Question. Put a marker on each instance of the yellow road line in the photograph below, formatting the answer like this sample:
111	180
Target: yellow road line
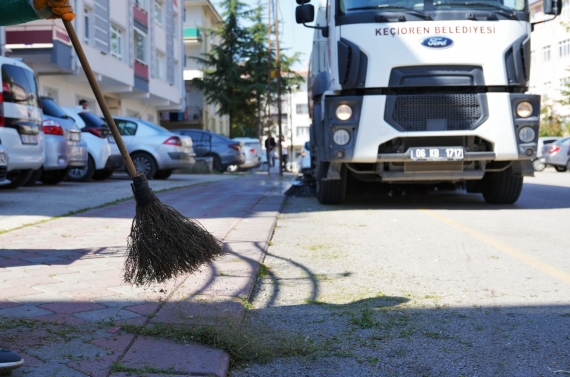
530	260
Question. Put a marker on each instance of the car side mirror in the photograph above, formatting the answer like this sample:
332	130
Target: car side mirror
552	7
305	13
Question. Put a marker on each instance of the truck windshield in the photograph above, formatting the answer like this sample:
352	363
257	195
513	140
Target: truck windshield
408	6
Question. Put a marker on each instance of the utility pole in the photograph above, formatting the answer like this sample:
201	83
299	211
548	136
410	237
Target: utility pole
278	57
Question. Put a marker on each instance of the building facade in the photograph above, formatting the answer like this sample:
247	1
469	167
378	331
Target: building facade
198	16
134	48
550	57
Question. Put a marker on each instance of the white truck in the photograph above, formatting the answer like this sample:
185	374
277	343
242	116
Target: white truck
422	92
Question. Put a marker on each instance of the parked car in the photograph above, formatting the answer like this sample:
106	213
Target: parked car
20	121
155	151
64	147
558	155
3	166
543	146
104	156
252	151
224	151
305	165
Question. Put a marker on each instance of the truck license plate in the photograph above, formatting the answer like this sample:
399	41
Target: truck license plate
29	139
437	154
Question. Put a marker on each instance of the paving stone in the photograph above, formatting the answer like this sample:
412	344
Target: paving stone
105	314
24	311
71	307
184	359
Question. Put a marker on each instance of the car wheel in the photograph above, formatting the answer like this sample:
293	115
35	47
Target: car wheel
82	174
217	164
103	174
36	174
502	187
163	174
144	163
538	166
53	177
17	178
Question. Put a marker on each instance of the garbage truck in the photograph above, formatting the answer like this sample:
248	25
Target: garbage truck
429	92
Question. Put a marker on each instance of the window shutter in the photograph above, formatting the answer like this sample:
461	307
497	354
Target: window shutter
102	25
170	41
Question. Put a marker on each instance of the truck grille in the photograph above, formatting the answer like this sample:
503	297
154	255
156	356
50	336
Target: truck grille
436	112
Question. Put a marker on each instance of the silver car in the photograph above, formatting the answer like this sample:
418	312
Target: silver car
252	151
3	166
557	155
155	151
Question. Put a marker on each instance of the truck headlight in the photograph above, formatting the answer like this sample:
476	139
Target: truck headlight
341	137
343	112
526	134
524	109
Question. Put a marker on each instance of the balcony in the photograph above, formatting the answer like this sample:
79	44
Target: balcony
45	48
192	35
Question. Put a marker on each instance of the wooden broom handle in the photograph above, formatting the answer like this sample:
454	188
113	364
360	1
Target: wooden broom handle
100	98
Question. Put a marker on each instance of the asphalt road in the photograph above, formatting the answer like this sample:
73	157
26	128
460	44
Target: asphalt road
424	284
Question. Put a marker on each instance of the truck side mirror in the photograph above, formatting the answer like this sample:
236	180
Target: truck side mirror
306	13
552	7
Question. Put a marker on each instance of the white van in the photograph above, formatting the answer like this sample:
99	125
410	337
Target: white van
20	121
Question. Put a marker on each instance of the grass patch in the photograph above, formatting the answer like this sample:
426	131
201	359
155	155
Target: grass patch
244	345
365	319
263	271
.....
**Problem to work on:** Return every line of the listing above unchanged and in the same order, leaving out the pictures.

**Response to this exercise:**
Question. Put a marker on each instance of the yellow road line in the photograph below, formatting the answer like this sample:
111	180
Target: yellow road line
530	260
Question. Put a marker on each instance of the car side mirror in the photograph above, formatting the answer like this sample:
332	130
Target: car side mirror
552	7
305	13
Question. Put a marker on each instance of the truck windshield in the photograph above, formatting the answer like this sample:
352	363
257	195
513	140
Target: truck windshield
408	6
Question. Put a marker on each instance of the utility pole in the photograph above, formatting the answer like this sample:
201	83
299	211
548	136
410	237
Target: utility pole
278	57
Question. Put a marker on each instance of the building facade in the photograph above, formatting the answer like this sample:
247	1
469	167
378	331
Target: building facade
198	16
134	48
550	57
Question. Put a marker on each instance of the white truck in the photograph above, formatting the answer like this sample:
185	374
277	343
242	116
Target: white truck
422	92
Question. Put a marker on each instance of the parked car in the photograph above, formatting the answer like this sample:
106	213
Target: parked car
20	121
155	151
64	147
558	155
3	166
543	146
104	156
252	151
224	151
305	165
Question. Put a marker on each instance of the truck license plate in the photograph above, formatting the answer like this sample:
399	41
Target: truck license plate
29	139
437	154
Question. Put a marker on each instance of the paving stone in the photograph above, formatting the answer like this sample:
412	344
Target: paving stone
105	314
24	311
71	307
184	359
Question. Put a marker on each instance of the car wheel in the photograph above, formatting the answer like this sample:
293	115
35	47
Target: car wheel
82	174
217	164
103	174
36	174
502	187
163	174
144	163
538	166
53	177
17	178
Question. Put a marker on each instance of the garbage truck in the photograph above, formatting the answer like this sample:
248	25
Target: garbage truck
429	92
Question. Put a marker on each instance of the window shutter in the photograph above, formatting the answer like this sample:
461	307
497	354
Target: window shutter
102	25
170	41
Question. Put a marker on each instance of the truck grille in the photograph above, formatting the answer like this sample:
503	297
154	255
156	356
50	336
Target: truck grille
436	112
Question. Put a marker on each instance of the silver car in the photograph above, formatting the answer like this sample:
418	312
Target: silver car
252	151
3	166
557	155
155	151
Question. Put a marker on each instance of the truck headlight in the photograph above, formatting the answer like this sample:
476	139
Target: truck headlight
341	137
343	112
526	134
524	109
Question. Put a marker on each instance of the balcony in the photograph above, formatting the answer like this sample:
79	44
Target: balcony
45	48
192	35
Question. Put a marker on each instance of the wooden broom handle in the photograph above, formatting the answer like this sample:
454	188
113	364
360	1
Target: wooden broom handle
100	98
Question. Put a marker on each instance of the asphalt road in the photograph above, formatting the answer like this sample:
73	157
26	128
460	44
Target: asphalt road
424	284
Question. Put a marker on each instance of the truck side mirror in the photograph above, formatting the answer like this sample:
236	180
Target: truck side mirror
306	13
552	7
Question. Put a marker on each instance of the white van in the photograph above, formatting the answer like this sample:
99	125
410	337
Target: white van
20	121
Question. Put a marker on each instance of the grass patch in the photograph above, formatting the answer like this sample:
426	131
201	359
155	155
Target: grass patch
244	345
365	319
263	271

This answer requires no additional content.